--- Start of Document excerpt ---

Python HTTP request with headers attached generates 403 error on cloud server, running fine on my machine
Question:
To wrap up the issue I found and need help on,
- I created a python program that calls a get request from
https://bx.in.th/api/pairing/
- The program works well on my machine (Mac OSX)
- Once running on a Digital Ocean Ubuntu droplet, it throws HTTP 403
forbidden error.
- I did a day of research and most of the answers are to modify headers
which I tried them all with no light of success.
Some links/references I went through.
- urllib2.HTTPError: HTTP Error 403: Forbidden
- Python 3.5 urllib.request 403 Forbidden Error
- HTTP error 403 in Python 3 Web Scraping
Here is the simplified source code that points to the problem :
import urllib.request
import json
url = 'https://bx.in.th/api/pairing/'
headers = {
'User-Agent': 'Mozilla/5.0 (X11; Linux x86_64) AppleWebKit/537.11 (KHTML, like Gecko) Chrome/23.0.1271.64 Safari/537.11',
'Accept': 'text/html,application/xhtml+xml,application/xml;q=0.9,*/*;q=0.8',
'Accept-Charset': 'ISO-8859-1,utf-8;q=0.7,*;q=0.3',
'Accept-Encoding': 'none',
'Accept-Language': 'en-US,en;q=0.5',
'Connection': 'keep-alive'
}
request = urllib.request.Request(url, headers=headers)
response = urllib.request.urlopen(request)
print(response.read())
print()
print(response.getheaders())

--- End of Document excerpt ---

Tasks to complete -
**1)** Copy the part of the forum question about the 403 error that starts with "- I did a day" and goes on through "I went through.".
**2)** Locate every line in the rows that contains the string "query" and copy each one, treating uppercase and lowercase as different.

--- Start of Listed entries ---

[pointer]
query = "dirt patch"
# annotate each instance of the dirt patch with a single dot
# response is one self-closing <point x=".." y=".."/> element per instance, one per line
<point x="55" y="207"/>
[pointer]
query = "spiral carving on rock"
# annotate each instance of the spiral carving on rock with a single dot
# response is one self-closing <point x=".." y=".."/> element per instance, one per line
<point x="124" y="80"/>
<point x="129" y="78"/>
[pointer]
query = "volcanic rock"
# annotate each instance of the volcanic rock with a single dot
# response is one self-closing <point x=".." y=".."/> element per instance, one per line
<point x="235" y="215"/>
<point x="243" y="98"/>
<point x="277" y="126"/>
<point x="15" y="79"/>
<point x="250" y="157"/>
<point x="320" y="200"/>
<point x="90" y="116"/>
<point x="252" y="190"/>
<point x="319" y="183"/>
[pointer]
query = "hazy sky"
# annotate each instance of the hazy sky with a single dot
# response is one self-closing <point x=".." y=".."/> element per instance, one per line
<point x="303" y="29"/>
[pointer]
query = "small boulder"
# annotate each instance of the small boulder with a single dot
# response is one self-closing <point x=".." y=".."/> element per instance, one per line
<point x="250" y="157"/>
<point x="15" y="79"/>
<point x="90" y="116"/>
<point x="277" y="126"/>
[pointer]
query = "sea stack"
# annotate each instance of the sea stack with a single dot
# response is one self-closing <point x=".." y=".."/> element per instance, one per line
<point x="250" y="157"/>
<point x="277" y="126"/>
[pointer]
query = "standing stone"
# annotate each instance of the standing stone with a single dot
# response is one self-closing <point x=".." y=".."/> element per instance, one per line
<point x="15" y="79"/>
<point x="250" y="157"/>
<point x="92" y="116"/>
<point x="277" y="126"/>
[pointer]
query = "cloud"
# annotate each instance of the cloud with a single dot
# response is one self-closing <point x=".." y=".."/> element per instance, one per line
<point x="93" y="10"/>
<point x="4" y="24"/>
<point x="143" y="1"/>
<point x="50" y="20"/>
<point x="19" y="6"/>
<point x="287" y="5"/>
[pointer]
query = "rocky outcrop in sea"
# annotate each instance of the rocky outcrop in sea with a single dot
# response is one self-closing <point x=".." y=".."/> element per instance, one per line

--- End of Listed entries ---

Solutions to the tasks -
**1)**
- I did a day of research and most of the answers are to modify headers
which I tried them all with no light of success.
Some links/references I went through.

**2)**
query = "dirt patch"
query = "spiral carving on rock"
query = "volcanic rock"
query = "hazy sky"
query = "small boulder"
query = "sea stack"
query = "standing stone"
query = "cloud"
query = "rocky outcrop in sea"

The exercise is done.